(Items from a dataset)

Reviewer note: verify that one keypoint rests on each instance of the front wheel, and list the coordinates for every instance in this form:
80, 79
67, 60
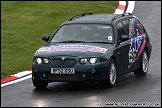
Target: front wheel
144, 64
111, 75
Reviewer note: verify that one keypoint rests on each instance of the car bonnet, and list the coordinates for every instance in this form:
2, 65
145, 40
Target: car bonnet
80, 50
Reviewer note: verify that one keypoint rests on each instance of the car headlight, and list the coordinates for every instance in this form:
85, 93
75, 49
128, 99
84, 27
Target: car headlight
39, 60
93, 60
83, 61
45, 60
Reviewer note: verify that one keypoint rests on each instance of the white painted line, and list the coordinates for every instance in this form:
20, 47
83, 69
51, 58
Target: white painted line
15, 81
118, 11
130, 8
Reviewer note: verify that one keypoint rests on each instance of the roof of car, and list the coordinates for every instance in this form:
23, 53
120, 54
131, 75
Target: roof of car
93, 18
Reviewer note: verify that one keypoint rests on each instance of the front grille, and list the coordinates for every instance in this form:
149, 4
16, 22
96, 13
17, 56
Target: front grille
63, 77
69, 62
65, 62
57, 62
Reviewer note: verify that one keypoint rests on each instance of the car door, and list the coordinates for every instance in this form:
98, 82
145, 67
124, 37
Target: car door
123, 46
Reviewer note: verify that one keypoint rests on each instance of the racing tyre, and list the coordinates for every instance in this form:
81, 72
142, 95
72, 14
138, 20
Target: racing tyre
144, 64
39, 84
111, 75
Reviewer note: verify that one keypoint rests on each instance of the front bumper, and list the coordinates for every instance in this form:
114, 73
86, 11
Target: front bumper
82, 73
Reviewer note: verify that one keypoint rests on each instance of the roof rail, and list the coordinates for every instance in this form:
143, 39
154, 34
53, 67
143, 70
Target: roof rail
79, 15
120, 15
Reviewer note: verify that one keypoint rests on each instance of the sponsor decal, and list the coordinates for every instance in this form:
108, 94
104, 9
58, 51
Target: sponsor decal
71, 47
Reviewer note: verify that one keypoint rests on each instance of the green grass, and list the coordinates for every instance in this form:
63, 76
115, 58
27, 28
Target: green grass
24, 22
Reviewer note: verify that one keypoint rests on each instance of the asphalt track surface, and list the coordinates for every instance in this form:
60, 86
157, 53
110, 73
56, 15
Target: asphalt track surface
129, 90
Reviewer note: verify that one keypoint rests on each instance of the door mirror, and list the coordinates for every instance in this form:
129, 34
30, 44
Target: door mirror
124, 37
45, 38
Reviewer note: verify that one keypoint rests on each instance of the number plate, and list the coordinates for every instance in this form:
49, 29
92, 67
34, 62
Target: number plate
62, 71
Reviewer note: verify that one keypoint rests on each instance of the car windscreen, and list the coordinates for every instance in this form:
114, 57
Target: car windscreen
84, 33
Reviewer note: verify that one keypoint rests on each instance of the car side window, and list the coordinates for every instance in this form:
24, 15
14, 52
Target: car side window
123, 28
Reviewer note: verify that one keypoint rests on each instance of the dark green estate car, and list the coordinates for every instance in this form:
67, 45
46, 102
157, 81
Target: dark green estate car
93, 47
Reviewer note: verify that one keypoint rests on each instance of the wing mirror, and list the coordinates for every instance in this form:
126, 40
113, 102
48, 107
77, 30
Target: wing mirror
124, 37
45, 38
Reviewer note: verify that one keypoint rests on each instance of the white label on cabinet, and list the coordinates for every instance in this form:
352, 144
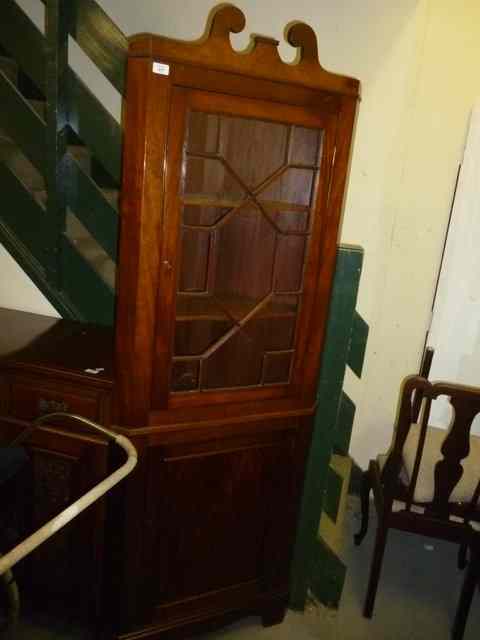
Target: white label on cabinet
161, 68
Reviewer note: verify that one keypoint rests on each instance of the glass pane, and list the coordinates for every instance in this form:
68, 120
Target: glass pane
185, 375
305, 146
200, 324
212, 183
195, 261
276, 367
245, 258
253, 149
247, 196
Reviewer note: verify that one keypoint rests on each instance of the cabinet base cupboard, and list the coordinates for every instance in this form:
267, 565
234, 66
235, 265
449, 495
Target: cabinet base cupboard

AIM: Repeat the material above in full and unchanged, minus its images.

COMPLETE OUTPUT:
Reviewer note: verify that one keypoint rests on each instance of the front wheel, and list the coordinates for every instance in this form:
80, 79
67, 60
Target: front wheel
144, 64
111, 75
Reviewer note: verify that one keypoint rests on each instance of the car bonnet, and list the coordinates for every instance in this form:
2, 65
145, 40
Target: car bonnet
80, 50
Reviewer note: verify that one keypoint rests on each instance of the car headlight, and list the coordinates for every instance in this form:
85, 93
75, 49
128, 99
84, 27
Target: car headlight
39, 60
93, 60
83, 61
45, 60
Reviewer note: verify that one keypoint rests on each instance of the white painted line, and list the coordinates for every instance in this form:
20, 47
83, 69
51, 58
Target: white painted line
15, 81
118, 11
130, 8
Reviewer note: verify that one keypoint rests on each instance of the roof of car, and list the coordinates for every instance in this form:
23, 53
120, 54
131, 75
Target: roof of car
93, 18
Reviewer note: verify that one keypoint rests on each instance of the front grille, and list the coordinates for every instance in this form:
149, 4
16, 22
96, 13
17, 56
Target: front grille
63, 77
69, 62
65, 62
57, 62
Reviewer note: verify that one keypoint rests on each instance of the car door, and list the coordinates for every instance in this form:
98, 82
145, 67
124, 37
Target: car door
123, 46
Reviewer note: verify that one keypoint rests on each instance of the racing tyre, and list the coordinates for every instance in this form:
81, 72
142, 95
72, 14
138, 20
Target: racing tyre
144, 64
39, 84
111, 75
Reviewer note: verify that one keypoint rests on each instance of the front bumper, and list the coordinates for every instance in this form:
114, 73
86, 11
Target: front bumper
82, 73
Reviewer note: verify that one keypoint rests on each instance of the roof rail, and list the coordinates for every instance in this form:
143, 39
154, 34
53, 67
143, 70
Target: roof rail
79, 15
120, 15
Reviewer note: verify that one keypoint rests on each instance of the sponsor decal, and list the coordinates for every instance in this form:
108, 94
104, 9
58, 51
Target: sponsor decal
71, 47
Reviewer note: verify that one keypoint rests on each instance of the green grass, and list the coordinates for every instance in this form:
63, 76
115, 58
27, 28
Target: green grass
24, 22
Reviewer note: verify that one keypoint rests on each instance of the asphalt track surface, and list the coordinates for every instance in this form:
60, 86
157, 53
110, 73
56, 15
Target: asphalt track surface
129, 90
Reviewer note: verify that one keypoint rests on each instance of the door mirror, and list the coordinates for every instance in this form:
129, 34
30, 44
Target: door mirror
124, 37
45, 38
Reviewer note: verify that one keypoint rests on each instance of the number plate, and list the coordinates for every instance in this form:
49, 29
92, 67
34, 62
Target: number plate
62, 71
Reviewer note: verify that one keypoint rests on each instance of the car windscreen, and list the coordinates for every instance in this form:
114, 57
Target: car windscreen
84, 33
Reviewer note: verify that one keypoint rests on each instance of the car side window, and list the coordinates for every instance in this form:
24, 15
14, 52
Target: car side window
123, 28
Reviewer note: verify that one keypoint rests on each instance of the dark green estate car, and list the coordinates for every instance in this form:
67, 45
46, 102
157, 81
Target: dark green estate car
93, 47
Reviewer note: verify that one keypoint rests on each instance of the wing mirror, and list the coordinates for every instance in this form:
126, 40
113, 102
48, 107
77, 30
Target: wing mirror
124, 37
45, 38
Reviewer note: verify that one keypoint rests on each instance of the white label on cabinet, and list the coordinates for every instance in this form:
352, 144
Target: white label on cabinet
161, 68
Reviewer note: verify that one keypoint rests on each instance of the glass pane, and list the coordinates for every instance in this form:
68, 120
Target: glass pane
185, 375
305, 146
200, 324
212, 183
195, 261
276, 367
245, 258
253, 149
247, 196
Reviewer note: verify that one keypoint rests on each instance of the cabinet base cupboard, and list the coordinates for every instance in this form:
267, 565
234, 66
235, 265
449, 495
Target: cabinet base cupboard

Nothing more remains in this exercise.